Task to carry out: Repeat the yoghurt text from "It’s the breakfast" to "after a workout.", substituting "Chocolate" for "Vanilla".

Pronounced ‘Fa-Ye’, Yet Anything But Tasty

Feast a gander upon this propaganda.

(+ a recommended serving of Spongebob).

In the past three days (no potato salad), my yoghurt intake had increased from a single cup a day to two cups. Occasionally, sneaking to three. As the superior soft serve that screams over ice cream, the only brand loyalty I proclaim is towards Oikos.

Triple Zero, in particular.

It’s the breakfast I eat religiously, every morning, after my series of exercises, beginning with stretches, followed by interpretive dance as cardio and ending with brief HIIT variations including a minimum of 69 to maximum 200 reps of crunches, alternating every two days from planking to push-ups.

Vanilla is at the top of the hierarchy, followed by close runner-ups: mixed berry, strawberry and cherry. Oikos Triple Zero also doubles as an afternoon workout treat. Emphasis on the empirical deduction that yoghurt tastes better after a workout.

Information shown:
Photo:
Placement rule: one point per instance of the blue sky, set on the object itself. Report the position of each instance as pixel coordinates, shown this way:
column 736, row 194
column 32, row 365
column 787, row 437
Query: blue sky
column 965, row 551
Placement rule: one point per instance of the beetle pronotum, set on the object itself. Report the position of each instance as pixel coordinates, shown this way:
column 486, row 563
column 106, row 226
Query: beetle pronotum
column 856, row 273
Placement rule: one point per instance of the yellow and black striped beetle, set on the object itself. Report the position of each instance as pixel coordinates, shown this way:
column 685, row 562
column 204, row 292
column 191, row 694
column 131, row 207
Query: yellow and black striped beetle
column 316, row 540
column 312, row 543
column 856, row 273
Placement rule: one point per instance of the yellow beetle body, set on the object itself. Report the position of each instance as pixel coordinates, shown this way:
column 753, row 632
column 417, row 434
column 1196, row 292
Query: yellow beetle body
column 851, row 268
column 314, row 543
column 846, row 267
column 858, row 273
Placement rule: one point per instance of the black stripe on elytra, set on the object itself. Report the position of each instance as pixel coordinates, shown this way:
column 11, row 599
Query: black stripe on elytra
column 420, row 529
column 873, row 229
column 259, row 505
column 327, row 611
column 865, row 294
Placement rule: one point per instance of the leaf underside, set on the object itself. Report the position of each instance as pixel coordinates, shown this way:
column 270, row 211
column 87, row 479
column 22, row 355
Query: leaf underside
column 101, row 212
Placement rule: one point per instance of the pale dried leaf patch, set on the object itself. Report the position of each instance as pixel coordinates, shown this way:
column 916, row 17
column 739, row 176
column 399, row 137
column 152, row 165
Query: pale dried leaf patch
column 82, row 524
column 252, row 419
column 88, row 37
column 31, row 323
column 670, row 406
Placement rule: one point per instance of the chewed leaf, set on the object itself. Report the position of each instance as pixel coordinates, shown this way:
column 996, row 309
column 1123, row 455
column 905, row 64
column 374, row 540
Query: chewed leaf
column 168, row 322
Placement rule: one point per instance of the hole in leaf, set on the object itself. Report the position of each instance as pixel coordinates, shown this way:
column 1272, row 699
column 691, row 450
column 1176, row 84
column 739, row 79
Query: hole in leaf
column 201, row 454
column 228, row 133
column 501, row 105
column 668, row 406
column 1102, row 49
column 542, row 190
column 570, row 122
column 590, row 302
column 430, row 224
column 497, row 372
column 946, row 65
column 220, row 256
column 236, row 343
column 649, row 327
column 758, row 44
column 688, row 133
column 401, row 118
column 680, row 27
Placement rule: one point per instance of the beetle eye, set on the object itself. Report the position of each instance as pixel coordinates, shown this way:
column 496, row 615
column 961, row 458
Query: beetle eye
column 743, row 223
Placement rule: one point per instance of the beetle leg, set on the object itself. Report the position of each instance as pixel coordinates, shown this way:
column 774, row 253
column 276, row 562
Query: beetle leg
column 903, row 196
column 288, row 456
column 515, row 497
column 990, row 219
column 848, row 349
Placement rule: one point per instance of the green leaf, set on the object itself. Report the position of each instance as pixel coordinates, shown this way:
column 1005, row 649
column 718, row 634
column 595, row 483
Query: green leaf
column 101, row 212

Answer space:
It’s the breakfast I eat religiously, every morning, after my series of exercises, beginning with stretches, followed by interpretive dance as cardio and ending with brief HIIT variations including a minimum of 69 to maximum 200 reps of crunches, alternating every two days from planking to push-ups.

Chocolate is at the top of the hierarchy, followed by close runner-ups: mixed berry, strawberry and cherry. Oikos Triple Zero also doubles as an afternoon workout treat. Emphasis on the empirical deduction that yoghurt tastes better after a workout.